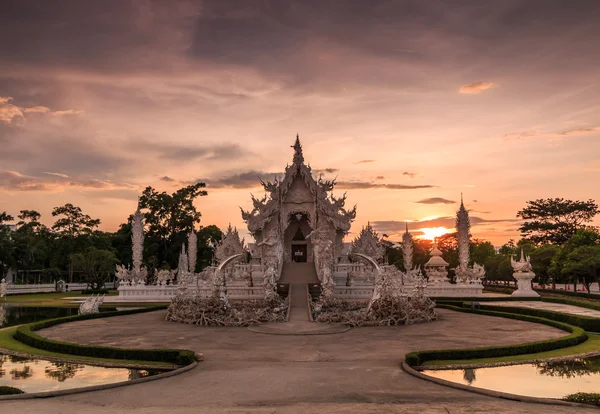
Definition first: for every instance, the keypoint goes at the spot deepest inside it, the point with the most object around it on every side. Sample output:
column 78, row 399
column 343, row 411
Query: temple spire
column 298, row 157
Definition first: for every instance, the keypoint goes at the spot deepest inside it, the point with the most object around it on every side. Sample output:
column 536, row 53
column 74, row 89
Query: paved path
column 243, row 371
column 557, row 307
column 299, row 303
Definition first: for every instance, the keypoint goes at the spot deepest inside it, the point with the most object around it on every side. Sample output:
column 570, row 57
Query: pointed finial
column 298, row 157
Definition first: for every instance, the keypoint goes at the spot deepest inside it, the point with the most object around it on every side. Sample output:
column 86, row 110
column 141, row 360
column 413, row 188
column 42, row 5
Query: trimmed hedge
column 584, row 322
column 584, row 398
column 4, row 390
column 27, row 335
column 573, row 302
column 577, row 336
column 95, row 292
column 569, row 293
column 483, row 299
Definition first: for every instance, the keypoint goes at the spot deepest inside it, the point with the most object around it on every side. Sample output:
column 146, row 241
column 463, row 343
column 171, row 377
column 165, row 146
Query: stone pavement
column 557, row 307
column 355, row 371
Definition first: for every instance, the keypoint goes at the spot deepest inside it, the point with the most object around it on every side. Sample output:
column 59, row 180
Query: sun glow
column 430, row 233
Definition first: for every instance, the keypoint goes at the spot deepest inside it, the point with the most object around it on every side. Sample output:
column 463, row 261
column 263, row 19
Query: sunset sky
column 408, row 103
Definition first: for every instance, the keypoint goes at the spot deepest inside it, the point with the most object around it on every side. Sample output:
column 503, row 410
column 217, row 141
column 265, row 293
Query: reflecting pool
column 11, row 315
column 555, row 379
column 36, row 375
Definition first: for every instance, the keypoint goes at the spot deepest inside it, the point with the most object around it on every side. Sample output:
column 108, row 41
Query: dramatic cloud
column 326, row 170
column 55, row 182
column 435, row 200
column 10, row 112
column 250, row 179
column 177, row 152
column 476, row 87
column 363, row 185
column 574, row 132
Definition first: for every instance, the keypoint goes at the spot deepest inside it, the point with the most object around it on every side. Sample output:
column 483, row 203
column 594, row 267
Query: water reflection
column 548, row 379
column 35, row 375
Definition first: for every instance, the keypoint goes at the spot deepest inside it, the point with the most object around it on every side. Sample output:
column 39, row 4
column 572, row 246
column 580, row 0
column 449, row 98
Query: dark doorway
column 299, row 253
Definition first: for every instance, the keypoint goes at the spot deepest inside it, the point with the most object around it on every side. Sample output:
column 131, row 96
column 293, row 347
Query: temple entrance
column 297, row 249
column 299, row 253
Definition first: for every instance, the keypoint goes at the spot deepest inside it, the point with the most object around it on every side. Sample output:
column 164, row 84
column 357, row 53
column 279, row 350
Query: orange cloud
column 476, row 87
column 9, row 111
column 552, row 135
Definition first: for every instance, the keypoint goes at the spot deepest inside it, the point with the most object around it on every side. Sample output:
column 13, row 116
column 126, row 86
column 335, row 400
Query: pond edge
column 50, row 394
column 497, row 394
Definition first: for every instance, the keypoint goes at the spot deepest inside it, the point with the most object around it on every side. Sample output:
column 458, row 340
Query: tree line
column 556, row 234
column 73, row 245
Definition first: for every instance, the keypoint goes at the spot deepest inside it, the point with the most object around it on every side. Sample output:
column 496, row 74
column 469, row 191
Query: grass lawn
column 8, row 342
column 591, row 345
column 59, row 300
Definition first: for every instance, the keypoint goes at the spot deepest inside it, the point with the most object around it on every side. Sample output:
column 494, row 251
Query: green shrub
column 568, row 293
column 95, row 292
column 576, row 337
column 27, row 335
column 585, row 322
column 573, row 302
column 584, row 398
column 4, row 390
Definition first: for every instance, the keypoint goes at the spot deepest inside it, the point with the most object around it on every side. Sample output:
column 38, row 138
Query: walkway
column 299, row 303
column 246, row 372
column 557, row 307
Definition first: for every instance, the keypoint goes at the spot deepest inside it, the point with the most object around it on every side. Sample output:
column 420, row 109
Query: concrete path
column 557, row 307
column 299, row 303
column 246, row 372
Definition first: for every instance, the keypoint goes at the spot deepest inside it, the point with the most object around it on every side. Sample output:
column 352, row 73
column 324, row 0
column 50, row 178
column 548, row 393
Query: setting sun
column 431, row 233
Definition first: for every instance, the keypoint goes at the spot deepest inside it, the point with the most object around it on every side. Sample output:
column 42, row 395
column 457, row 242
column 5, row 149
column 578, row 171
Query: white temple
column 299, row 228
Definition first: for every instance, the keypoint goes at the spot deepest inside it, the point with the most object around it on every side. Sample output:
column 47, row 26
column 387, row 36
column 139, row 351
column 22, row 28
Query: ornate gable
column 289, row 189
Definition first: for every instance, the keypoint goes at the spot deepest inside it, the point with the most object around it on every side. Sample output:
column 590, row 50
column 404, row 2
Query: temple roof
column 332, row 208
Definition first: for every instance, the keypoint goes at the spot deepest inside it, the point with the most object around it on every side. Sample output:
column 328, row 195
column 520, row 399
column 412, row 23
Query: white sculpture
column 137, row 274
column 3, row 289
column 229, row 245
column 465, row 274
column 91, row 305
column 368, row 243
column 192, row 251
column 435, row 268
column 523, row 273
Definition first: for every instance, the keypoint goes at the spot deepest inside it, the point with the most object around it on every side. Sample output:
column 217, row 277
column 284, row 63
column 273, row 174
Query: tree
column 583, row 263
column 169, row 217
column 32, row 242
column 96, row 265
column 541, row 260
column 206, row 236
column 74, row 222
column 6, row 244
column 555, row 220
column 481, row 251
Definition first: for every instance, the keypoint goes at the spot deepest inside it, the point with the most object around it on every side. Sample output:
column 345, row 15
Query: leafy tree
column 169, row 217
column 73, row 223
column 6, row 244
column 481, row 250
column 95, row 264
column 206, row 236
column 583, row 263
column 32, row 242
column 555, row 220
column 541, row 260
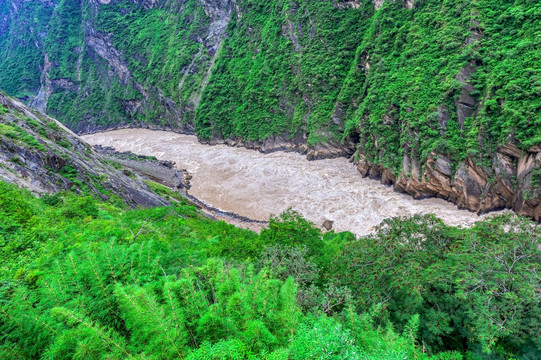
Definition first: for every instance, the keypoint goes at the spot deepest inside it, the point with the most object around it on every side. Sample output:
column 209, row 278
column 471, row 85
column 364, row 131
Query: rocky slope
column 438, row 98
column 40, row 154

· · · · · · ·

> **TO DO**
Rewrite all of the data above as a numbered list, skipping any blank lines and leaving the pictures out.

> **EXPECTED ANSWER**
1. Definition first: for every instance, the keypoint goes at the spot deepest inside it, the point with the most object around it on every side. Sample output:
2. column 78, row 399
3. column 343, row 411
4. Query: temple spire
5. column 298, row 157
6. Definition first: for every instance, the keypoint goes at the spot deepest inside it, the point with the most object around it on every side. Sample output:
7. column 536, row 53
8. column 74, row 89
9. Query: paved path
10. column 243, row 371
11. column 557, row 307
12. column 299, row 303
13. Definition first: for every instance, the keypoint goes at the spot deepest inside it, the point with the most object around it on every side. Sample output:
14. column 570, row 57
15. Query: pointed finial
16. column 298, row 157
17. Definition first: for every instance, the keypoint goes at the spot deepest inside it, the point with the most object around it on every side. Sample output:
18. column 86, row 110
19. column 141, row 360
20. column 413, row 188
21. column 42, row 5
22. Query: trimmed hedge
23. column 584, row 322
24. column 584, row 398
25. column 4, row 390
26. column 27, row 335
27. column 573, row 302
28. column 577, row 336
29. column 95, row 292
30. column 569, row 293
31. column 483, row 299
32. Definition first: for every instance, the keypoint goes at the spot deepest inside it, the point with the most object around it on every side. Sample output:
33. column 146, row 241
34. column 463, row 343
35. column 171, row 377
36. column 165, row 146
37. Query: stone pavement
38. column 557, row 307
39. column 355, row 371
40. Definition first: for every instance, the keypoint goes at the spot deepest inside it, the point with the most object around it on every side. Sample output:
41. column 59, row 180
42. Query: sun glow
43. column 430, row 233
44. Definition first: for every instance, the keypoint goes at the spot deepest inside it, the point with the most object around it on every side. Sample output:
45. column 463, row 261
46. column 263, row 19
47. Query: sunset sky
48. column 408, row 103
49. Definition first: for every instance, the keypoint goes at the spot deepest inside it, the point with the most object around it on every side. Sample output:
50. column 503, row 410
51. column 217, row 141
52. column 265, row 293
53. Query: reflecting pool
54. column 11, row 315
55. column 555, row 379
56. column 36, row 375
57. Definition first: for every instance, the keypoint goes at the spot deepest inside it, the point with the most object around it on every side. Sample output:
58. column 108, row 41
59. Query: dramatic cloud
60. column 326, row 170
61. column 55, row 182
62. column 435, row 200
63. column 10, row 112
64. column 250, row 179
65. column 177, row 152
66. column 476, row 87
67. column 363, row 185
68. column 574, row 132
69. Definition first: for every instance, the keypoint goes at the spot deepest inside it, the point with the most object around it on every side. Sample output:
70. column 483, row 203
71. column 594, row 267
72. Query: water reflection
73. column 548, row 379
74. column 35, row 375
75. Definition first: for every instance, the keypoint goes at the spot deepest inside it, the point with the most object around it on every side. Sample output:
76. column 39, row 4
77. column 572, row 246
78. column 580, row 0
79. column 449, row 98
80. Query: dark doorway
81. column 299, row 253
82. Definition first: for every instance, the keypoint goes at the spot deepest inside it, the point with the most object around it on every side. Sample output:
83. column 131, row 96
84. column 293, row 347
85. Query: temple entrance
86. column 297, row 249
87. column 299, row 253
88. Definition first: for every instance, the keypoint goes at the spot deepest inside it, the point with the most object around it on every side. Sample output:
89. column 164, row 84
90. column 357, row 53
91. column 279, row 350
92. Query: orange cloud
93. column 476, row 87
94. column 9, row 111
95. column 552, row 135
96. Definition first: for every instance, the keypoint goes at the spot deepest inside it, the point with the most object around it on every side. Sample output:
97. column 13, row 116
98. column 126, row 86
99. column 335, row 400
100. Query: pond edge
101. column 50, row 394
102. column 497, row 394
103. Definition first: for every instance, the keypoint goes at the spot deepest inside it, the point with the most object around it on every side. Sample output:
104. column 458, row 340
105. Query: tree line
106. column 556, row 234
107. column 73, row 245
108. Definition first: for every instance, the keypoint goes at the spot deepest inside it, the point with the most object around it on every side. Sample output:
109. column 496, row 74
110. column 469, row 191
111. Query: grass lawn
112. column 8, row 342
113. column 591, row 345
114. column 59, row 300
115. Definition first: for every instance, the keypoint goes at the spot deepest inside it, the point with the most object around it on every side. Sample output:
116. column 494, row 251
117. Query: green shrub
118. column 568, row 293
119. column 95, row 292
120. column 576, row 337
121. column 27, row 335
122. column 585, row 322
123. column 573, row 302
124. column 584, row 398
125. column 4, row 390
126. Definition first: for every instance, the keypoint goes at the spot deepest inside it, the point with the most object around it on every side. Sample output:
127. column 38, row 138
128. Query: walkway
129. column 299, row 303
130. column 246, row 372
131. column 557, row 307
132. Definition first: for every instance, the keypoint goes at the spot deepest inside it, the point with the most object around it on every side. Sample output:
133. column 420, row 109
134. Query: concrete path
135. column 557, row 307
136. column 299, row 303
137. column 246, row 372
138. Definition first: for every instance, the keypoint goes at the spot deepest inside it, the point with the most object around it on every side. Sample output:
139. column 352, row 73
140. column 324, row 0
141. column 50, row 178
142. column 548, row 393
143. Query: setting sun
144. column 431, row 233
145. Definition first: for every instance, the keypoint goes at the spot deepest inside it, the point with the most object around it on every side. Sample output:
146. column 42, row 395
147. column 457, row 242
148. column 5, row 149
149. column 578, row 171
150. Query: white temple
151. column 299, row 228
152. Definition first: for every instance, the keypoint goes at the spot deepest inside it, the point with the most object around it on every side. Sample output:
153. column 47, row 26
154. column 387, row 36
155. column 139, row 351
156. column 22, row 28
157. Query: ornate gable
158. column 289, row 189
159. Definition first: for every instance, the keypoint goes at the spot deepest inside it, the point with the most object around it on every side. Sample output:
160. column 590, row 50
161. column 404, row 2
162. Query: temple roof
163. column 332, row 208
164. Definition first: for every instance, the keypoint goes at the spot deepest inside it, the point with the most object around it on every side. Sample output:
165. column 328, row 195
166. column 520, row 399
167. column 412, row 23
168. Query: white sculpture
169. column 137, row 274
170. column 3, row 289
171. column 229, row 245
172. column 465, row 274
173. column 91, row 305
174. column 368, row 243
175. column 192, row 251
176. column 435, row 268
177. column 523, row 273
178. Definition first: for every instance, the keypoint goes at the spot deepest inside it, the point with the most object around it on every side. Sample output:
179. column 217, row 277
180. column 284, row 63
181. column 273, row 174
182. Query: tree
183. column 583, row 263
184. column 169, row 217
185. column 32, row 242
186. column 96, row 265
187. column 541, row 260
188. column 206, row 236
189. column 74, row 222
190. column 6, row 244
191. column 555, row 220
192. column 481, row 251
193. Definition first: for every instance, the keypoint goes at the spot deepest inside it, the point with the most object around it on every side. Sample output:
194. column 345, row 15
195. Query: leafy tree
196. column 169, row 217
197. column 73, row 223
198. column 6, row 244
199. column 481, row 250
200. column 95, row 264
201. column 206, row 236
202. column 583, row 263
203. column 32, row 242
204. column 555, row 220
205. column 541, row 260
206. Definition first: for every instance, the keypoint goes at the spot deepest inside it, the point with the most object around it on every side. Sample output:
207. column 209, row 278
208. column 471, row 85
209. column 364, row 131
210. Query: rocky slope
211. column 438, row 98
212. column 40, row 154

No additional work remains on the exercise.